Start with the first line of the records below. Output each line exactly, ending with the one that contains "Put a dot on every instance of the nose".

_____

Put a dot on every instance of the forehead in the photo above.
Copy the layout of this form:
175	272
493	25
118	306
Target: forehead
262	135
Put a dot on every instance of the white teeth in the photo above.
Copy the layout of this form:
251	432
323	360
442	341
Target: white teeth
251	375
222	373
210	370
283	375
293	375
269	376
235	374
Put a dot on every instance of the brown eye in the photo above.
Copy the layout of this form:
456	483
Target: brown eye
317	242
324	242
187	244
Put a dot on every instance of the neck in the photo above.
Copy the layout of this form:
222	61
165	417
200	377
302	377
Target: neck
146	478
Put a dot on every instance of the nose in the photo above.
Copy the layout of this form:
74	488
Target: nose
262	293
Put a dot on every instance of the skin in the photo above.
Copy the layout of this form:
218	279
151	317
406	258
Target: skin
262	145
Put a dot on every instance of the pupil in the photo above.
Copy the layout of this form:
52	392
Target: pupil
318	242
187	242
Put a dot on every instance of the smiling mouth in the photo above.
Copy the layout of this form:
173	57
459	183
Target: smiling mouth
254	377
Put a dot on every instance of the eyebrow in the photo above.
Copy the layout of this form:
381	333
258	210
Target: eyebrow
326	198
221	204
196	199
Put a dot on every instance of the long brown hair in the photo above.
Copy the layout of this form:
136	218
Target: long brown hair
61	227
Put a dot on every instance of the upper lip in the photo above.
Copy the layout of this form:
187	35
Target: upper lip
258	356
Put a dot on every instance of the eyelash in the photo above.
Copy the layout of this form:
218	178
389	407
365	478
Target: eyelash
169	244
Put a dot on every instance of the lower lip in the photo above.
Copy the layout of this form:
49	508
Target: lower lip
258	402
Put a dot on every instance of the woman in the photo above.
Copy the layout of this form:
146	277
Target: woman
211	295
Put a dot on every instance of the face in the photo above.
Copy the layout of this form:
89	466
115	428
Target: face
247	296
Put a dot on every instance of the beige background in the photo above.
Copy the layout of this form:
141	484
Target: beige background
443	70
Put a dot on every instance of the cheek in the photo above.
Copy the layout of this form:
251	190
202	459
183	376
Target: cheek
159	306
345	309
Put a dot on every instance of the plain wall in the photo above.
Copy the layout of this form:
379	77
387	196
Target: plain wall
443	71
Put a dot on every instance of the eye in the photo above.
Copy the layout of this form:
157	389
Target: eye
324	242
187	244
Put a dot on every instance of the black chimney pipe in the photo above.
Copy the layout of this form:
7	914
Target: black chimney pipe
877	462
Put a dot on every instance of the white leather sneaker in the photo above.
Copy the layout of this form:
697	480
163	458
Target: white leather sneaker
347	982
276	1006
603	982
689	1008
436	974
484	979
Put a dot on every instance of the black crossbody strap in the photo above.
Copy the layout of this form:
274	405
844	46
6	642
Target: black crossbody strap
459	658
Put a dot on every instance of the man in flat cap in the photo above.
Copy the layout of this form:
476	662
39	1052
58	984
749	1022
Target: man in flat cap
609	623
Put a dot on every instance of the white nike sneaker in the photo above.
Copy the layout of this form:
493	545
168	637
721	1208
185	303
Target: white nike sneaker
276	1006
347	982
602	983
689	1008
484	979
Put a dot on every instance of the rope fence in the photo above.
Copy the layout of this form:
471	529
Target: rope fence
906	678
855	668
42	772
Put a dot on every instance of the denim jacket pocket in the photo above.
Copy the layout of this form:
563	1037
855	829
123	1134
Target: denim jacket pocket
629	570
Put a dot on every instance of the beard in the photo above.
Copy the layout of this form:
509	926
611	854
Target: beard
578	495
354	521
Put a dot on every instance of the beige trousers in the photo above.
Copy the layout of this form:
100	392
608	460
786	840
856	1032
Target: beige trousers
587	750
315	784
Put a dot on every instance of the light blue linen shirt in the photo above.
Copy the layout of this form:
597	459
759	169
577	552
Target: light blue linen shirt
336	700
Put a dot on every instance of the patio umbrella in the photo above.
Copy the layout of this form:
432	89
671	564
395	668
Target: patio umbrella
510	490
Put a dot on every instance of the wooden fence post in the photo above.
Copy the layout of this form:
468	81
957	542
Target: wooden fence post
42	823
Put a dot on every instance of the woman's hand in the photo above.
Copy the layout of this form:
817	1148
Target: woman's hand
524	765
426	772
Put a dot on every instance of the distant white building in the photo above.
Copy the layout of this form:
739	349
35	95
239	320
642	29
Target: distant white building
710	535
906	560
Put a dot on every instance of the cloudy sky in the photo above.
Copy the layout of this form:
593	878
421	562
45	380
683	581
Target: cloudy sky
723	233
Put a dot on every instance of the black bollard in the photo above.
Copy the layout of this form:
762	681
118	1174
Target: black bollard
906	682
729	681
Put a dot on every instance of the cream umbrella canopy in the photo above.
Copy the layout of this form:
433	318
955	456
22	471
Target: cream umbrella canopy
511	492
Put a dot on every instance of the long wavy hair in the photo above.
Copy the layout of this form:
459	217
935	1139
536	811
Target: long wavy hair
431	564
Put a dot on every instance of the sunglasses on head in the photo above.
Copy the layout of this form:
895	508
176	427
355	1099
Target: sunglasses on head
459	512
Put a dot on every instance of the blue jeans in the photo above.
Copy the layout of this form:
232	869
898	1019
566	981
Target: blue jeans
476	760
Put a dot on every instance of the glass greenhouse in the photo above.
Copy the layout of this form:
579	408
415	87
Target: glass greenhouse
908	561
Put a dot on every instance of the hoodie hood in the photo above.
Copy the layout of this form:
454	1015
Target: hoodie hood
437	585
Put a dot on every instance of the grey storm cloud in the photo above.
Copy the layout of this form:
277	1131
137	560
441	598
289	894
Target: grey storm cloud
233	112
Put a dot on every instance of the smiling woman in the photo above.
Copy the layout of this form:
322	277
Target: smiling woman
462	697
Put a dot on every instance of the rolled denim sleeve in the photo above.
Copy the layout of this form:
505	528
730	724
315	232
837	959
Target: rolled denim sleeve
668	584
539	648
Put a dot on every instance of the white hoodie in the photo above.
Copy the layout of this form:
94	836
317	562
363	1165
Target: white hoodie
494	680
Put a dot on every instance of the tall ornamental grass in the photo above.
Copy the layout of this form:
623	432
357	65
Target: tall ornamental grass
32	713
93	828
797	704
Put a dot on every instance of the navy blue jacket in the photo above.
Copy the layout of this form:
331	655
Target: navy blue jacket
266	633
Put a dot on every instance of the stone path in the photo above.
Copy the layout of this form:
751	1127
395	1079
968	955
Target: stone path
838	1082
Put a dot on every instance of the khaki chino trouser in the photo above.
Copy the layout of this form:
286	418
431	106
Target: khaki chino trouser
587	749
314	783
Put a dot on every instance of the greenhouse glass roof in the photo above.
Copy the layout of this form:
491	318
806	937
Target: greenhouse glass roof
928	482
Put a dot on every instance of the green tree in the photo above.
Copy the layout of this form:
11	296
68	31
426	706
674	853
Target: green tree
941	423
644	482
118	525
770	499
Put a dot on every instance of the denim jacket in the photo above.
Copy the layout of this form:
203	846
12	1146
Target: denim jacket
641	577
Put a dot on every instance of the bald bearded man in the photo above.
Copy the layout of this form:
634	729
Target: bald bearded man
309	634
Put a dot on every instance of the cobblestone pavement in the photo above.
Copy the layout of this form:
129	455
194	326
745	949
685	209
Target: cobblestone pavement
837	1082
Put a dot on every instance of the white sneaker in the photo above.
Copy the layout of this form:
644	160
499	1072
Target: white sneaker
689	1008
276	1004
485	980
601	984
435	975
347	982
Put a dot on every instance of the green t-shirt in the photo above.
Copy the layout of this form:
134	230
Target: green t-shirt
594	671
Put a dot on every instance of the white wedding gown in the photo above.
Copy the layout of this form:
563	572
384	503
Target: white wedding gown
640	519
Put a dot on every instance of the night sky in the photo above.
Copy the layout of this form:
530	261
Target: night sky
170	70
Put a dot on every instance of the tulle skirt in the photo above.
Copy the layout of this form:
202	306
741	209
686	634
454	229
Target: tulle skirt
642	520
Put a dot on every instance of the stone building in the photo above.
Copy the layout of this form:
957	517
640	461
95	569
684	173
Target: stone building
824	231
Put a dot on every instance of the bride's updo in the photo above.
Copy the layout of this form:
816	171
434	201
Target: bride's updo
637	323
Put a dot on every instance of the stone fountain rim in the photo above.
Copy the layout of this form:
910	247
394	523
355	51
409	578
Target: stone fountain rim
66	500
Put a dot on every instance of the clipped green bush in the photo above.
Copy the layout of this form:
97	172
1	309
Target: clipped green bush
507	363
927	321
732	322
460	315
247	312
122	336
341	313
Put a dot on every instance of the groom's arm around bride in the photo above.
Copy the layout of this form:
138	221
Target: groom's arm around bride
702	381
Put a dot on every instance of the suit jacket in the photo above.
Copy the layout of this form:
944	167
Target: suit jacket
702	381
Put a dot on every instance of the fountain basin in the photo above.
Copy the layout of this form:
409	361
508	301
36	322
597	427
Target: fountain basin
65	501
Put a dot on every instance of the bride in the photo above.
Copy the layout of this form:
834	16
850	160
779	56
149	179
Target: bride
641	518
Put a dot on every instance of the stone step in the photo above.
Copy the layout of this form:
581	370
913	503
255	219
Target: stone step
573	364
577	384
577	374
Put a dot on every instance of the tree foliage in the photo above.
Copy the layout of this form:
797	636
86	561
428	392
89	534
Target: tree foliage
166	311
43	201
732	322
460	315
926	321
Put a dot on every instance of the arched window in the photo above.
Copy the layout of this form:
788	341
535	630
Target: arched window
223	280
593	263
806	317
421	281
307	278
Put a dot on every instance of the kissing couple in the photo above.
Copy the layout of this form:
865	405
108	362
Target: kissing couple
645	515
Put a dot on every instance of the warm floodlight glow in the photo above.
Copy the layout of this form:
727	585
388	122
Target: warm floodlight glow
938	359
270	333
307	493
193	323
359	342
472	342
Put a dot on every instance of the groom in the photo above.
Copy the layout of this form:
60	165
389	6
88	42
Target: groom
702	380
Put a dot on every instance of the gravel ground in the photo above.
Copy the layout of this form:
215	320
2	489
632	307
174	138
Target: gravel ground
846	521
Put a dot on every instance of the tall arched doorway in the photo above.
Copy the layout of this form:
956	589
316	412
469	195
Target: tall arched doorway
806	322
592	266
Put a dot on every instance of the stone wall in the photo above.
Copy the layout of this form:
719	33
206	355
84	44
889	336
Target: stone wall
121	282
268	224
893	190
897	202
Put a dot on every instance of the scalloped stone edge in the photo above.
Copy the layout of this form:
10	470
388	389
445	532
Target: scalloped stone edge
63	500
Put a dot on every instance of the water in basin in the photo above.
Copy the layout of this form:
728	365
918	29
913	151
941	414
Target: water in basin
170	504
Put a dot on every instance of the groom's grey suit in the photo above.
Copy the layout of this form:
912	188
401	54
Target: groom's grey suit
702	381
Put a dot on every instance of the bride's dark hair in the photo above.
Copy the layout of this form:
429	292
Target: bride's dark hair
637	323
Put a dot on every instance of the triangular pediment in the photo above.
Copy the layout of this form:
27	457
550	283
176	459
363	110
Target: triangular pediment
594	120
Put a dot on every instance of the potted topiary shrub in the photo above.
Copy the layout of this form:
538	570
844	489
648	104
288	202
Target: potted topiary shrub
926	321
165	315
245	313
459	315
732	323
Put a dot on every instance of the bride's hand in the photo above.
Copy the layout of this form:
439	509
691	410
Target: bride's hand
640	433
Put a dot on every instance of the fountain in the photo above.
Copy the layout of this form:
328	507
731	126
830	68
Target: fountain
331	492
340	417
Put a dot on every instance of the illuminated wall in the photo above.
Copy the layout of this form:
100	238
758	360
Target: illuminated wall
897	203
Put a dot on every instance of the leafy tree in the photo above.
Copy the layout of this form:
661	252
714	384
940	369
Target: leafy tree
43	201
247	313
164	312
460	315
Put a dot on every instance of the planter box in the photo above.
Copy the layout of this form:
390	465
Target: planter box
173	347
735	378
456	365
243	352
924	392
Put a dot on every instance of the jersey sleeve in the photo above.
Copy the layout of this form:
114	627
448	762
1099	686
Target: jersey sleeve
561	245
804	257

_____

_SOLUTION FOR THIS PROBLEM_
Put a dot on every instance of the forehead in the photo above.
Copy the layout of this form:
175	272
493	25
118	306
Target: forehead
262	135
Put a dot on every instance of the white teeth in the photo above.
Copy the layout of this form:
251	432
323	360
442	341
Target: white teeth
251	375
222	373
210	370
283	375
293	375
269	376
235	374
Put a dot on every instance of the brown eye in the photo above.
Copy the layout of this form:
456	483
Target: brown eye
317	242
324	242
187	244
Put a dot on every instance of the neck in the photo above.
Copy the layout of this form:
222	61
165	417
200	377
302	377
Target: neck
146	478
Put a dot on every instance of the nose in the photo above.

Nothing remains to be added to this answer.